**TUS INSTRUCCIONES**: Resume en dos oraciones el texto que aparece más abajo.

**TEXTO PROPORCIONADO**:
Bien supremo

Actualizado
  • 05/04/2020 00:00
Creado
  • 05/04/2020 00:00
No voy a debatir ahora si este encierro total es o no lo que debemos hacer, hay una ley, se cumple y sanseacabó, eso no tiene discusión

Yo, como Sócrates, soy respetuosa de las leyes, y las cumplo, aunque sean injustas. O aunque el objetivo de las mismas me parezca espurio. Así que, si la ley es confinarse, me confino. Y exijo que los demás acaten y cumplan. Y aquí estamos, todos en nuestras casas. A puerta cerrada, y parafraseando a Sartre, muchos andan descubriendo que el infierno no son los otros, somos nosotros mismos.

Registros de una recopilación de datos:

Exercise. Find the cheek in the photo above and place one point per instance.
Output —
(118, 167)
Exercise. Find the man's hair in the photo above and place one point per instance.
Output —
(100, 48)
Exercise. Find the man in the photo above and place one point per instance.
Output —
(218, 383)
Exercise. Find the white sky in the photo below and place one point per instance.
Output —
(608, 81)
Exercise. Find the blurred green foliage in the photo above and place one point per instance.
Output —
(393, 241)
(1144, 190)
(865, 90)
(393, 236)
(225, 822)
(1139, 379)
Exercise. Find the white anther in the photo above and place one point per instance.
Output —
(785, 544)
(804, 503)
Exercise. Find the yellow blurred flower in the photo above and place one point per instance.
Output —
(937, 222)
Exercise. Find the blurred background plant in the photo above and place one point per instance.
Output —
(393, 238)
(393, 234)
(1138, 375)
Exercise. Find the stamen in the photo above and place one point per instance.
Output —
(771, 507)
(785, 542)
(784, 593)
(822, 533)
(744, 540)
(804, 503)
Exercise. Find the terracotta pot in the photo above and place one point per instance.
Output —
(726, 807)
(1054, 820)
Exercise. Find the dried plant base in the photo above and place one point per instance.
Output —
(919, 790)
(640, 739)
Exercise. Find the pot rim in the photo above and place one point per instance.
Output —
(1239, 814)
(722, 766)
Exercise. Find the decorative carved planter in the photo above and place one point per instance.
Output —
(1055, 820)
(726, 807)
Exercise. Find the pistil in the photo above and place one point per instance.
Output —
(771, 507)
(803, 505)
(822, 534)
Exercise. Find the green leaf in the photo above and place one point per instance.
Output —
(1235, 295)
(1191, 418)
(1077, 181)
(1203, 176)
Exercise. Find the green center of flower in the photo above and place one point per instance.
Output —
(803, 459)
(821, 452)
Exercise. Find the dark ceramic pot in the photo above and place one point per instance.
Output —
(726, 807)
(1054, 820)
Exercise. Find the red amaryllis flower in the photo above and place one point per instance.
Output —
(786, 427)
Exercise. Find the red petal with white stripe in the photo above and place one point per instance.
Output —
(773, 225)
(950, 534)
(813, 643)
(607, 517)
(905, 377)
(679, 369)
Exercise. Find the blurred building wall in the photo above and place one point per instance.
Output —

**RESPUESTA**: Sin debatir si el encierro total es lo que se debe hacer, se afirma que hay una ley que se cumple y que, como Sócrates, se respetan y cumplen las leyes aunque sean injustas, por lo que se acata el confinamiento y se exige a los demás que también lo hagan. Con todos en sus casas, y parafraseando a Sartre, se señala que muchos están descubriendo que el infierno no son los otros, sino nosotros mismos.